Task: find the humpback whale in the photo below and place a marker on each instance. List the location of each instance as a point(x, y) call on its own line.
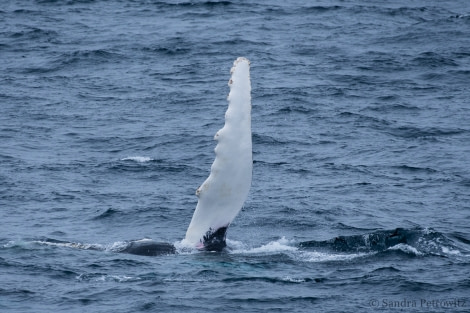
point(222, 194)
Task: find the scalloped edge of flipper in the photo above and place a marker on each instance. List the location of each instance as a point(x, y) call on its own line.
point(223, 193)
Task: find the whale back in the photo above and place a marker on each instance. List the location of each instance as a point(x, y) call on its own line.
point(221, 196)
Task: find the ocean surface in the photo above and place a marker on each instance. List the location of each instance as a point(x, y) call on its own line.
point(360, 200)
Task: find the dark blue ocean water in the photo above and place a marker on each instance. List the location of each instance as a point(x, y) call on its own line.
point(361, 125)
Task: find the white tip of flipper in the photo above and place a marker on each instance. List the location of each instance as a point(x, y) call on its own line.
point(223, 193)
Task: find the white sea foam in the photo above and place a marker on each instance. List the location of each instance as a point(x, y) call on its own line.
point(406, 248)
point(139, 159)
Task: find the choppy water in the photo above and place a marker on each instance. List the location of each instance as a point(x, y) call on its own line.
point(361, 119)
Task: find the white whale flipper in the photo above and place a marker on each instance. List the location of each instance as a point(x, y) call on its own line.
point(223, 193)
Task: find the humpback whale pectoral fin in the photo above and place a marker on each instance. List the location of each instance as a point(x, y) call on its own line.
point(214, 240)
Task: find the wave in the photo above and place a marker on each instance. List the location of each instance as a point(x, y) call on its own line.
point(138, 159)
point(404, 242)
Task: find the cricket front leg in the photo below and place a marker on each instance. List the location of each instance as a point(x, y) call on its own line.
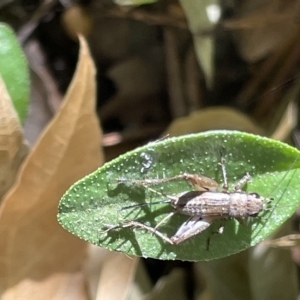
point(135, 224)
point(191, 227)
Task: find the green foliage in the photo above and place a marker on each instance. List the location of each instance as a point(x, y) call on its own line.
point(14, 70)
point(96, 200)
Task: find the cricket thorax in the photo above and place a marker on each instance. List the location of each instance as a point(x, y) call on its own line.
point(237, 204)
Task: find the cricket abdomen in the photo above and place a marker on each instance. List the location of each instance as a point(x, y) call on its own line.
point(219, 204)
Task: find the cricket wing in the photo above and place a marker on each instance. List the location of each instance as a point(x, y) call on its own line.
point(191, 227)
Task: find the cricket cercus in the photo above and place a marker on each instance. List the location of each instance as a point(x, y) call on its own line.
point(204, 205)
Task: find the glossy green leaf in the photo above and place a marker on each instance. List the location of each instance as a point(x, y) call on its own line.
point(14, 70)
point(96, 200)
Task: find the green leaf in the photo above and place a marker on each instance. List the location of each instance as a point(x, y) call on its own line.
point(14, 70)
point(96, 201)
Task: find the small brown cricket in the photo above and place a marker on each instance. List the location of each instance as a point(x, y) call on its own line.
point(204, 205)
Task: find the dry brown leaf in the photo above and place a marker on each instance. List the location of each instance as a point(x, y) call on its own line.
point(37, 257)
point(13, 148)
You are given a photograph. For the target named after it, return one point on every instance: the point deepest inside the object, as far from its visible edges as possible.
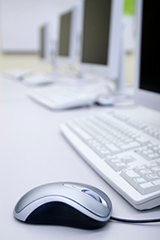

• Problem details: Retype the full listing exactly; pictures stay out.

• Result of the task:
Task: find the humpback whale in the photo below and place a marker on each instance. List the location of each instance as a point(x, y) call on its own line.
point(222, 194)
Task: find the scalloped edge of flipper in the photo above and place a marker on each instance. List the location of each instance as a point(x, y) call on its own line.
point(223, 193)
Task: find the whale back in the photo above and place a marker on each instance. List the location of each instance as a point(x, y) call on its own line.
point(221, 196)
Task: find the ocean surface in the photo above and place a marker on each instance. List the location of each instance as a point(x, y) call on its own line.
point(360, 200)
Task: find the dark blue ocean water in the photo above and place a marker on each instance. List the location of each instance as a point(x, y) call on its own line.
point(361, 125)
Task: find the white tip of flipper in the photo above and place a marker on each instance. List the location of each instance as a point(x, y) call on its own line.
point(223, 193)
Task: find the white sea foam in the photo above and place a marker on each instance. List the location of each instance as a point(x, y) call on its own line.
point(406, 248)
point(139, 159)
Task: find the choppy water in the photo above and place a marker on each instance. List the location of each instance as a point(x, y) call on its own line.
point(361, 119)
Task: find the white whale flipper in the photo above and place a marker on each instance. List the location of each instance as a point(x, y) call on its own line.
point(223, 193)
Task: find the humpback whale pectoral fin in the photo above and place a marker on each instance. List the location of each instance as a point(x, y) call on its own line.
point(214, 240)
Task: find the wave in the photo above and place a marker on each instance. List the location of each instance as a point(x, y) call on its own line.
point(138, 159)
point(404, 242)
Task: find the cricket front leg in the photo below and place a marker on each instance. List the location of each instance as a point(x, y) call on its own line.
point(135, 224)
point(191, 227)
Task: find the green foliage in the photo above and place a marker on each instance. List the location of each instance as a point(x, y) call on its own line.
point(14, 70)
point(96, 200)
Task: find the cricket thorax in the photo above and place a marker on each instance. List the location of each instance as a point(x, y) call on its own line.
point(237, 204)
Task: find the cricket abdomen in the photo above and place a marker on each instance. List the location of each instance as a point(x, y) call on its own line.
point(219, 204)
Task: find the cricket wing in the photo above and place a marker on each instance. List the location of each instance as a point(x, y) call on its own line.
point(191, 227)
Task: find the cricket cercus in the photo above and place a marker on each instance. List the location of each instance as a point(x, y) call on its own line.
point(204, 205)
Task: find the glossy green leaf in the photo above and place a marker on each instance. List the location of each instance as a point(x, y) call on its own line.
point(14, 70)
point(96, 200)
Task: find the green leaf in the photo above and place a marker on each instance. List the location of each instance as a point(x, y) call on its own line.
point(14, 70)
point(96, 201)
Task: find the small brown cricket in the photo above and place a marker on each instance. List the location of each instance as a point(x, y) call on its own line.
point(204, 205)
Task: find the dry brown leaf in the photo above and place a marker on each instance. List the location of each instance as a point(x, y) call on its own line.
point(37, 257)
point(13, 148)
You are given a photograph. For the target named after it, return one point on every instance: the point deepest inside the object, as far from its visible edges as possible.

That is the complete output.